-- START OF Text passage --
TTAB Test: Does This Specimen Support Registration of FILAMENT TOWER?
The USPTO refused registration of the mark FILAMENT TOWER for LED fixtures and light bulbs, concluding that the specimens of use differed materially from the drawing of the mark in the application. Applicant argued that FILAMENT TOWER, used in the phrase "Cree LED Filament Tower Technology" [see specimen below] will be perceived as a trademark. The Board rendered a split decision. How do you think this came out? In re Cree, Inc., Serial No. 85838153 (November 8, 2016) [not precedential].
The issue of "mutilation" may arise when the mark as depicted in a trademark specimen does not match the mark depicted in the application drawing. The drawing must be a "substantially exact representation" of the mark as used. Rule 2.51(b). When "essential and integral subject matter" is missing from the drawing, the mark may not be registered. TMEP Section 807.12(d).
The issue before the Board was whether FILAMENT TOWER "is a complete mark or merely part of a larger mark. In other words, are 'Cree LED' and 'Technology' essential and integral subject matter missing from the drawing?"
-- END OF Text passage --
-- START OF Source excerpt --
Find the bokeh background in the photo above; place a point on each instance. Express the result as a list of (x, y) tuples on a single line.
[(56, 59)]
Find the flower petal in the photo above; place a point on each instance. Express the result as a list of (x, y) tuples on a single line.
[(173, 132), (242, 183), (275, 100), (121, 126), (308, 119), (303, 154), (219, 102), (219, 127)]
-- END OF Source excerpt --
▶ **Written problem 1**
In the FILAMENT TOWER post, what goods was registration refused for?
▶ **Written problem 2**
Pick up the post on the FILAMENT TOWER trademark refusal where it stops, and write the next few sentences.
The listing isn't needed for any of this.

▶ **Exercise result 1**
LED fixtures and light bulbs.

▶ **Exercise result 2**
The panel majority concluded that the mark shown in the application drawing, FILAMENT TOWER, is manifestly not a substantially exact representation of the mark that applicant is using. Does FILAMENT TOWER, as it appears on the specimens, create a separate and distinct commercial impression?
There is nothing to distinguish or separate FILAMENT TOWER from the rest of the phrase. There was no evidence showing applicant's use of FILAMENT TOWER as a stand-alone mark, which would have reinforced its significance as a mark separate from the rest of the phrase.
Despite the fact that Applicant, based on this record, is always using FILAMENT TOWER in conjunction with the phrase "Cree LED Filament Tower" or "Cree LED Filament Tower Technology," Applicant is asking consumers, who are merely interested in buying a light bulb, to parse "Cree LED Filament Tower" or "Cree LED Filament Tower Technology" into its component parts (i.e., the Cree house mark, the generic term LED, the trademark at issue Filament Tower, and Technology which is just a puff term to show the sophistication of the product) even though there is nothing in the way the phrase is displayed that would distinguish the components.
The fact that applicant sometimes uses the "TM" symbol after the word "Tower" did not help, since the symbol might equally be seen to apply to the phrase "Cree LED Filament Tower."
The panel majority concluded that the mark in the application is a mutilation of the mark as actually used, and therefore it affirmed the refusal.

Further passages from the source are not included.